=== What to produce ===
Count the lines in the items below that contain the string "foliage", matching case exactly. Give only the number.

BEGIN Records for processing

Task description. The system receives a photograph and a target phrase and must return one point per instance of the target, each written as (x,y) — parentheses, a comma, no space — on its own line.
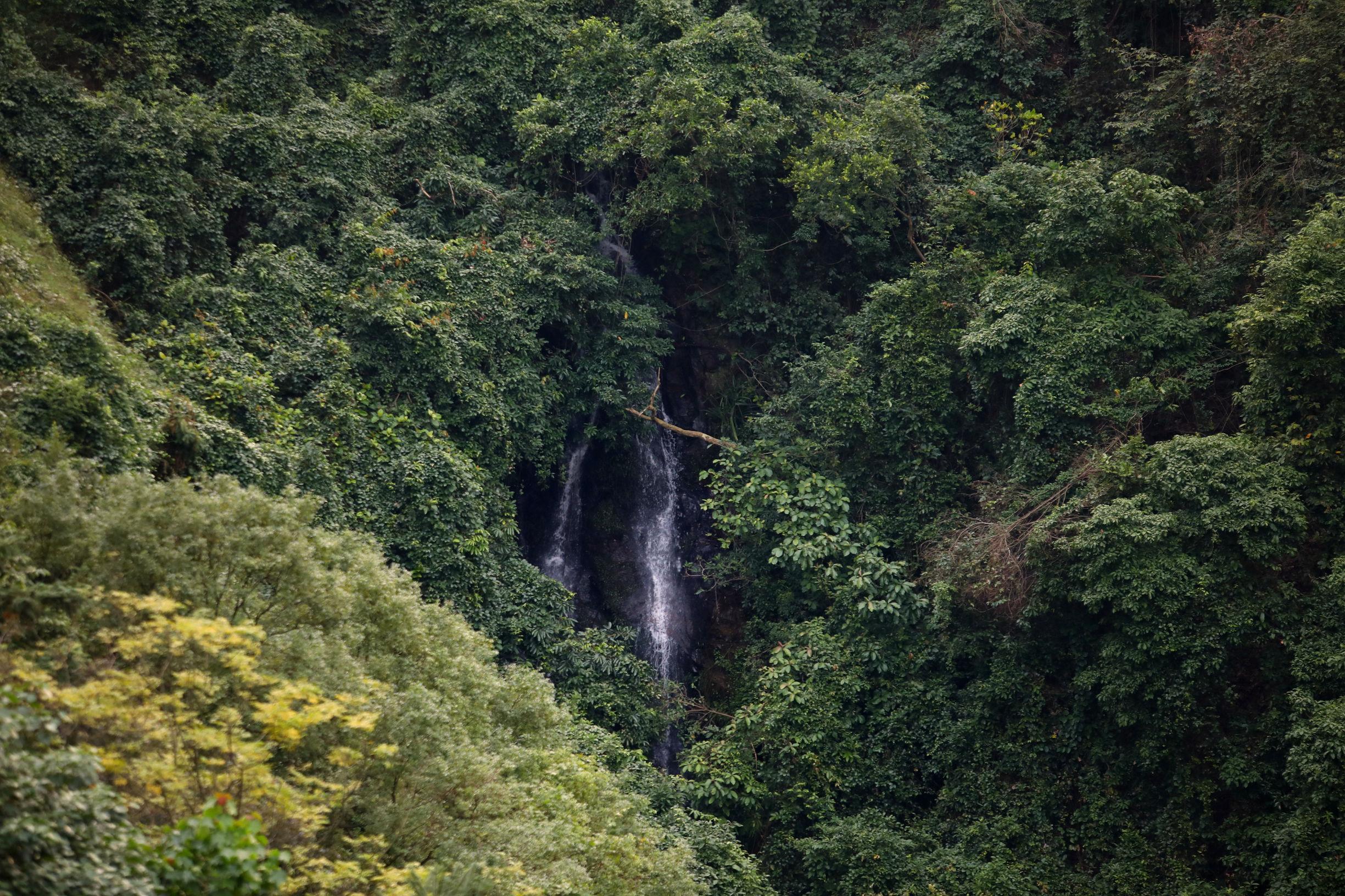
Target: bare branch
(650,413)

END Records for processing
BEGIN Records for processing

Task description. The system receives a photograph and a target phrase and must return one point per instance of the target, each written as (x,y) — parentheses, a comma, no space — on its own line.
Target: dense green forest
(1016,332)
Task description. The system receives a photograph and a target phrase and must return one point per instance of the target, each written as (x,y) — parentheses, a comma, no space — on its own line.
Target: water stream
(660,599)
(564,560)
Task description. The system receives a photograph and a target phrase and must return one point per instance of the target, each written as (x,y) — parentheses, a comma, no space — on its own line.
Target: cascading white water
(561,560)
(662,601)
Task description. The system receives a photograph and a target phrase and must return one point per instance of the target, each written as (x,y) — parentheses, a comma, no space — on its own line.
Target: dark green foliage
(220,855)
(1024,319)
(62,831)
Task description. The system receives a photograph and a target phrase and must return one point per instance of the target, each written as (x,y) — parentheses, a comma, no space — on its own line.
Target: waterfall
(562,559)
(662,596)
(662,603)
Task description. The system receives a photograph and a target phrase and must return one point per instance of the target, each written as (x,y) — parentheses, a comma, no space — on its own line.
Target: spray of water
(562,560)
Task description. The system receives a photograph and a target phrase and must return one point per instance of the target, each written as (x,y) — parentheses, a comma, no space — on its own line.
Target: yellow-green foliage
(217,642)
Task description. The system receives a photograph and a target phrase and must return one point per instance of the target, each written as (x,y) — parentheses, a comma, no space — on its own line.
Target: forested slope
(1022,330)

END Records for processing

=== Exercise answer ===
2